### Exercise requirements
Repeat word for word the lines below, starting at the line that contains "Would you be able to tag each instance of the food" and continuing through the final line, both ends included.

• • •

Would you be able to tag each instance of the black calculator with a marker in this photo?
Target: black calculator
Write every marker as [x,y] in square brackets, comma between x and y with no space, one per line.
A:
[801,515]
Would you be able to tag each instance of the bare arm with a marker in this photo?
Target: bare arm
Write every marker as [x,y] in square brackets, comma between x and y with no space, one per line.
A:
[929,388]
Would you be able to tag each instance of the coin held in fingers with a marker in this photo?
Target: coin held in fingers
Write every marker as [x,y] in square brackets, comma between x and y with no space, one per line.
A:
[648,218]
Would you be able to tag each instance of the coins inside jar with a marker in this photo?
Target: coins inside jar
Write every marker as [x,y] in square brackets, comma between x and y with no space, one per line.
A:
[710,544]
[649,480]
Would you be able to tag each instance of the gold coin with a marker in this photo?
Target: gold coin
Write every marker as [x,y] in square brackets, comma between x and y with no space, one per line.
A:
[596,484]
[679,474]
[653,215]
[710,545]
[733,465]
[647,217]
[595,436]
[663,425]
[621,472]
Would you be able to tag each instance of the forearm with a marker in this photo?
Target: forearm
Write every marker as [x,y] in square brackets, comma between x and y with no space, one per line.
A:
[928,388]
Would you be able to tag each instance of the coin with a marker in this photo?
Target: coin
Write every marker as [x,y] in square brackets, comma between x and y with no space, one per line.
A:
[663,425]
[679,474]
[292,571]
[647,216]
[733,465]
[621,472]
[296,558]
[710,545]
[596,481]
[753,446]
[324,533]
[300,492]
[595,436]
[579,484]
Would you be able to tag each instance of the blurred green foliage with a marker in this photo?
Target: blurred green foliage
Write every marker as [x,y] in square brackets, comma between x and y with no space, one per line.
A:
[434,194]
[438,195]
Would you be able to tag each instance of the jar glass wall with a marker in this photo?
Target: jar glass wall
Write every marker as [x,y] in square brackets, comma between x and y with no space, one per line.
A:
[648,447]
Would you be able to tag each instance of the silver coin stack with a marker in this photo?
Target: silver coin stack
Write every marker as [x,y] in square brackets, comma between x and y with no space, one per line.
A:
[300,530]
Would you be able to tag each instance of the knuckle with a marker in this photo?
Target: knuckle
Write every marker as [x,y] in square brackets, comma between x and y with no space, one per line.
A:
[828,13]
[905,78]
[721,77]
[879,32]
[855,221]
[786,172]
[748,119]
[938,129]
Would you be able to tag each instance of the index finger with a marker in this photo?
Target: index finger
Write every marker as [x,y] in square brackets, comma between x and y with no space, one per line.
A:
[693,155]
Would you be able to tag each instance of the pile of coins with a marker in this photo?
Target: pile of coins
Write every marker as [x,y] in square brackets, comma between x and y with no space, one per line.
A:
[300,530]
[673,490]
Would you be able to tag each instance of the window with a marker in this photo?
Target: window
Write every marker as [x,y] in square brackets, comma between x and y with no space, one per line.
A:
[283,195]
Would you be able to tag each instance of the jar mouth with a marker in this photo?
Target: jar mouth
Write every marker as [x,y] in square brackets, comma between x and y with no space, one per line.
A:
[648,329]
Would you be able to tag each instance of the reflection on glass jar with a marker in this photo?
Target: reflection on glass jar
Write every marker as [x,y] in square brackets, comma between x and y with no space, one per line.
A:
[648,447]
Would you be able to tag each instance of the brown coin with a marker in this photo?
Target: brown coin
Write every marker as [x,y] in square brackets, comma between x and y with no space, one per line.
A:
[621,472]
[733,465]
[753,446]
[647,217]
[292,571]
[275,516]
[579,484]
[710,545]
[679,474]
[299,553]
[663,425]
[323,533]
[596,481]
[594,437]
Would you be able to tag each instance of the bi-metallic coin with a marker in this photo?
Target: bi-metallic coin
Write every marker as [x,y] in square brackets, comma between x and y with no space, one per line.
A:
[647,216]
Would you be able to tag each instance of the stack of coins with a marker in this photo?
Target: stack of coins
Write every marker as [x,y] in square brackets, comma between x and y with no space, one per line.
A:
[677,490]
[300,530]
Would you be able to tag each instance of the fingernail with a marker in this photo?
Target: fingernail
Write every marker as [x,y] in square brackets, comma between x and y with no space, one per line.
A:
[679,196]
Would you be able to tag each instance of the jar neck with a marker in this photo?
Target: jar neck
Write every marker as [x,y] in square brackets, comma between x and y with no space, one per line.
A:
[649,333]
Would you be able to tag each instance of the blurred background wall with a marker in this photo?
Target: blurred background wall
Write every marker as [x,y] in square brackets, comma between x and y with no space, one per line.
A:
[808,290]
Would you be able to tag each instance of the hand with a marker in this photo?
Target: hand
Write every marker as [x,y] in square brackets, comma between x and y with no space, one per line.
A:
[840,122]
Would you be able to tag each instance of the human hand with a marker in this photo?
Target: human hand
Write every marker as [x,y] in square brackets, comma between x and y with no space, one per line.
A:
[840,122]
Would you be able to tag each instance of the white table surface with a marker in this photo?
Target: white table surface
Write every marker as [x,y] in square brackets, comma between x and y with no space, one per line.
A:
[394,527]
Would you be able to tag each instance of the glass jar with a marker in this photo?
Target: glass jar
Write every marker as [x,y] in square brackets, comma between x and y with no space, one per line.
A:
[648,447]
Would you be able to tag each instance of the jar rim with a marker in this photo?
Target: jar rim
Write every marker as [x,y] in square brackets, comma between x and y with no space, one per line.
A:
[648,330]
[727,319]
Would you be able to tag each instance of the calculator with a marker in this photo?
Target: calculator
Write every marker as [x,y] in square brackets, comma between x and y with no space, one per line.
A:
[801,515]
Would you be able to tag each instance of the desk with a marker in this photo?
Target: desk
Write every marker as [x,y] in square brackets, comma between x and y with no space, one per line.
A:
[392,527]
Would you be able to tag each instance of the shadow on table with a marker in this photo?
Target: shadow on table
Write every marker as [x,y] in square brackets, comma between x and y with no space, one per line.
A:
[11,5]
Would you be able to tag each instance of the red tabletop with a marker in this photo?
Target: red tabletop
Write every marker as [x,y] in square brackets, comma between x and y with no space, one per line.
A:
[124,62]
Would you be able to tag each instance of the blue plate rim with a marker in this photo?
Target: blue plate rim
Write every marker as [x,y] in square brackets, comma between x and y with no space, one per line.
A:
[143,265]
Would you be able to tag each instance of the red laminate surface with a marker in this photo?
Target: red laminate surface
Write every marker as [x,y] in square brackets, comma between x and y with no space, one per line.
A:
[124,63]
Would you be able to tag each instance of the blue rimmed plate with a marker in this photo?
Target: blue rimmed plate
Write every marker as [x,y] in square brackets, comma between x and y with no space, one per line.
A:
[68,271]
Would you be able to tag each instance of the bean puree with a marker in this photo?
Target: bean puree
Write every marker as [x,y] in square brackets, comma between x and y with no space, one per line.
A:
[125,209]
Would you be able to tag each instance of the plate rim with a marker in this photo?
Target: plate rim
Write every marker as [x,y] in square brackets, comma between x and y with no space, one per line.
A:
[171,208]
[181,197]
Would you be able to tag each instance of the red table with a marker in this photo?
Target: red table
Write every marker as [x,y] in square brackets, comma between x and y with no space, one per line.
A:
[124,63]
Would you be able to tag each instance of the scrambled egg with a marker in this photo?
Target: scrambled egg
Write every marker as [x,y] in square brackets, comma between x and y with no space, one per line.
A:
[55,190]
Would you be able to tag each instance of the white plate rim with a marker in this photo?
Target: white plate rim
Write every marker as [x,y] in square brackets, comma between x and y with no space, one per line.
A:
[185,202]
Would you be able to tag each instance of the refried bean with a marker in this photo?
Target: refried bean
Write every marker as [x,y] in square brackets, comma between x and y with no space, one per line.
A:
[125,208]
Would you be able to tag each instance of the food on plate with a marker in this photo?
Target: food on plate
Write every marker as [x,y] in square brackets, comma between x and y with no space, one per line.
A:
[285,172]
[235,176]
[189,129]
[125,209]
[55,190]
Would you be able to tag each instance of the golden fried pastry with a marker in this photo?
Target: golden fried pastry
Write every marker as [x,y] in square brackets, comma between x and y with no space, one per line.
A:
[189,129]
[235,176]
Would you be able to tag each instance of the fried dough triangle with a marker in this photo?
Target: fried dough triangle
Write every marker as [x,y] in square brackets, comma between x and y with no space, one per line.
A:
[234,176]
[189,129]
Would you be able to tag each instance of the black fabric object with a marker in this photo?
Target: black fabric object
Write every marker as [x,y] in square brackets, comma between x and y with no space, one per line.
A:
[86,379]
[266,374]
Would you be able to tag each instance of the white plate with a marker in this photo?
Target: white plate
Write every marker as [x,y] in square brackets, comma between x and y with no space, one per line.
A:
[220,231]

• • •

### Answer in full
Would you be able to tag each instance of the food on plate with a marker in this photo?
Target: food on plate
Write every marker as [x,y] in square brackets, comma between x and y with no space, one per line.
A:
[285,172]
[235,176]
[189,129]
[125,209]
[55,190]
Would you be able to tag each instance of the golden fried pastry with a marker in this photo?
Target: golden fried pastry
Write every marker as [x,y] in square brackets, comma between x and y with no space, one per line.
A:
[189,129]
[235,176]
Would you be able to tag each instance of the fried dough triangle with a marker in this photo?
Target: fried dough triangle
Write every marker as [x,y] in square brackets, comma between x and y with no space, one per line.
A:
[234,176]
[189,129]
Would you be able to tag each instance of the black fabric object with a marker in this photo?
Target: black fabric object
Write every marker as [x,y] in square brackets, comma between x and y with no space, one per line.
A:
[86,379]
[266,374]
Would you be able to tag each instance of the white plate with a marker in this photo?
Target: white plate
Write every marker as [x,y] in square brackets, comma between x and y with no space, one per line.
A:
[220,231]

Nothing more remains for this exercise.